Text provided:

Go and Python SHA-256 Challenges and Learnings

Intro

One of the mundane works we developers do is integrating a service into another one, seamlessly preferred.

If it is a third-party service with lacking or obscure documentation then you are in for a treat, or thread?. Fortunately, both services are written and maintained by me so I can easily integrate, test, and debug it.

I won’t go into much details about the services but let’s just call them A and B for the sake of simplicity. As usual, when we write services we also provide an interface like an API (REST) and then we add layers into it especially one for security.

For these services, I went with the hash signature route since it is easier to do as well as provides good security.


Investigation of the case

Enter sha256 which is undoubtedly more secure than typical MD5 or plain base64 encoding.

I won’t go into too much details of course since that will defeat the purpose of security quite a bit so let’s just jump straight into the intricacies of making service A (written in Python) produce the expected signature of service B (written in Go).

In Go, I have this simplified functionality (added comments for short explanations)


func GetSignature(secret string, vals ...string) string {
	//Write the values into the buffer
	buf := bytes.NewBuffer(make([]byte, 0, 128))
	for _, val := range vals {
		buf.WriteString(val)
	}

	//Write the buffer into the sha256 struct
	h := sha256.New()
	if _, err := h.Write(buf.Bytes()); err != nil {
		logger.Log().Error("GetSignature", zap.Error(err))
		return ""
	}

	//use base64 to produce url-safe encoding of the resulting hash + secret
	hashed := base64.URLEncoding.EncodeToString(h.Sum([]byte(secret)))
	return hashed
}

Here’s the Python one which I thought would be a breeze:

def get_signature(secret: str, vals: str) -> str:
	#write the value (in bytes, using encode) into the sha256 object
	h = sha256()
	h.update(vals.encode())

	#use base64 to produce url-safe encoding of the resulting hash + secret
	enc: bytes = urlsafe_b64encode(h.digest())
	return enc.decode(enc)

Note that at this point, I decided to never change the implementation in the Go side. This minimizes the debugging and workaround needed.

The Python code obviously does not work because the secret key is not even used. Looking at the sha256 module, there is no equivalent of Go’s Sum function. I thought extend would suffice.

Most sha256 resources online show h.Sum(nil) usage but I decided to go for passing []byte(secret).

I added h.update(secret.encode()) after h.update(vals.encode()) but to no avail.

I won’t show the details but I inspected the bytes (in decimals) in both the Go and Python version and found out that everything is equal when secret is not in the equation. It is exactly the secret component that we need to solve. It is time to read what Sum really does.

The tricky part here was understanding the Sum function. The documentation of Sum functionality is:

Sum appends the current hash to b and returns the resulting slice`

So basically []byte(secret) + current hash state.

Here is the Python code after that incomplete understanding:

h.update(secret.encode())
h.update(vals.encode())
enc: bytes = urlsafe_b64encode(h.digest())
return enc.decode(enc)

But it still yielded a different result. I tried trying other encoding like ascii, utf-16, and so on.

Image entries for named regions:
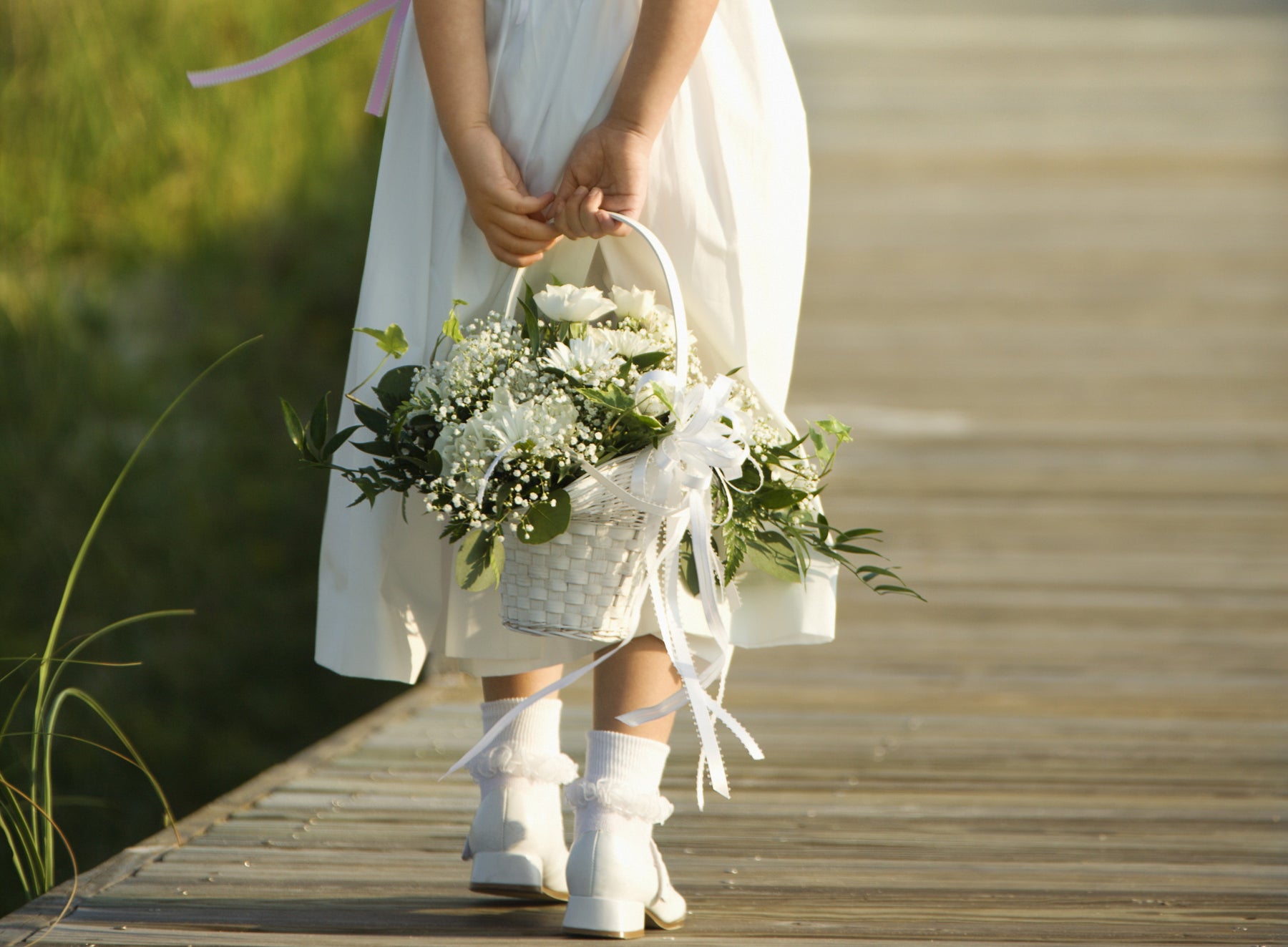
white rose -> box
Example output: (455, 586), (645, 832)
(532, 283), (613, 322)
(613, 286), (657, 319)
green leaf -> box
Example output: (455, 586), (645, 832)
(809, 425), (832, 467)
(747, 530), (801, 583)
(278, 398), (306, 455)
(523, 304), (541, 361)
(836, 530), (881, 543)
(832, 543), (885, 559)
(353, 401), (389, 435)
(456, 528), (505, 591)
(375, 364), (420, 412)
(353, 441), (398, 457)
(353, 322), (409, 358)
(518, 490), (572, 546)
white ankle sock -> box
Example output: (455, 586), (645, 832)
(564, 731), (673, 837)
(469, 697), (577, 796)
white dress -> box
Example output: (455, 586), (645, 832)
(316, 0), (836, 683)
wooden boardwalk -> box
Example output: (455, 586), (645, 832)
(0, 0), (1288, 947)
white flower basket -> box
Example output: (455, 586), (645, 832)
(499, 214), (689, 644)
(501, 454), (657, 644)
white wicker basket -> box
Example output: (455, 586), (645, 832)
(501, 454), (657, 644)
(499, 214), (689, 644)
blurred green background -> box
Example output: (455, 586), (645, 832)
(0, 0), (403, 913)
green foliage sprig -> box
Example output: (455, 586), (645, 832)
(282, 287), (921, 599)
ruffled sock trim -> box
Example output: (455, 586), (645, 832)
(564, 778), (675, 826)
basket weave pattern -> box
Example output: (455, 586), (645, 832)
(499, 454), (655, 644)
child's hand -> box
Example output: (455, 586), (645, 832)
(550, 121), (653, 240)
(452, 126), (560, 267)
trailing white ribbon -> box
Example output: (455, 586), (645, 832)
(443, 372), (765, 808)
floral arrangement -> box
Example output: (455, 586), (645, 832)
(282, 283), (921, 598)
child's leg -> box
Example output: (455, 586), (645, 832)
(483, 665), (563, 701)
(564, 635), (686, 938)
(464, 665), (577, 900)
(595, 635), (680, 744)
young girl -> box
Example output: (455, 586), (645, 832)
(203, 0), (836, 938)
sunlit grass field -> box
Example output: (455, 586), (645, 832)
(0, 0), (412, 912)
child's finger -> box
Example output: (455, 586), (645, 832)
(578, 187), (604, 237)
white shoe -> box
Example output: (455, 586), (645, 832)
(461, 701), (577, 902)
(563, 830), (688, 941)
(563, 731), (688, 941)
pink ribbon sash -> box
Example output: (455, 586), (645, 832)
(188, 0), (411, 115)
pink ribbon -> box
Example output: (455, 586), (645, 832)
(188, 0), (411, 115)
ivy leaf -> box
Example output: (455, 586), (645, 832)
(375, 364), (420, 411)
(577, 385), (635, 414)
(518, 490), (572, 546)
(631, 351), (666, 371)
(353, 401), (389, 437)
(756, 483), (809, 510)
(322, 424), (362, 461)
(278, 398), (306, 455)
(308, 392), (331, 457)
(353, 322), (409, 358)
(456, 528), (505, 591)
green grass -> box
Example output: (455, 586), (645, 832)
(0, 0), (412, 911)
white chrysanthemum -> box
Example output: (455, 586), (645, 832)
(541, 339), (623, 385)
(470, 388), (577, 455)
(586, 329), (665, 358)
(411, 369), (443, 403)
(532, 283), (615, 322)
(612, 286), (657, 319)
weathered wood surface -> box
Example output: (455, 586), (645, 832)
(0, 0), (1288, 946)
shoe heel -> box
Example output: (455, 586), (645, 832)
(563, 895), (644, 941)
(470, 852), (545, 898)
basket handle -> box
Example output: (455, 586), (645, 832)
(505, 210), (689, 383)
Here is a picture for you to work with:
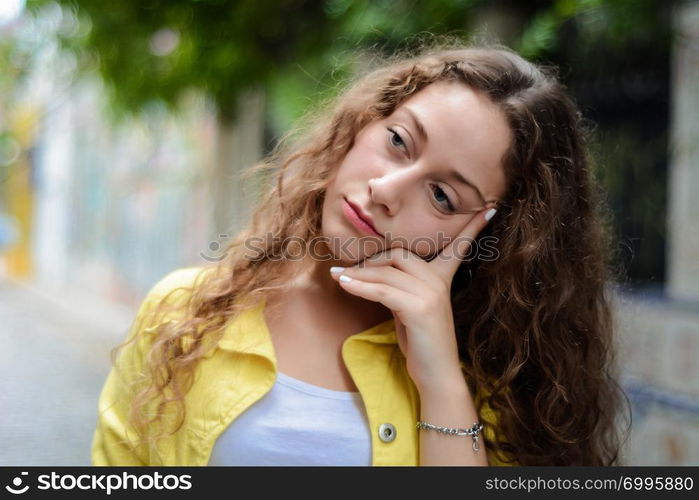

What you should do: Reproduce the passage of the Go and Python SHA-256 text from "Here’s the Python" up to and including "and workaround needed.".

Response to the exercise:
Here’s the Python one which I thought would be a breeze:

def get_signature(secret: str, vals: str) -> str:
	#write the value (in bytes, using encode) into the sha256 object
	h = sha256()
	h.update(vals.encode())

	#use base64 to produce url-safe encoding of the resulting hash + secret
	enc: bytes = urlsafe_b64encode(h.digest())
	return enc.decode(enc)

Note that at this point, I decided to never change the implementation in the Go side. This minimizes the debugging and workaround needed.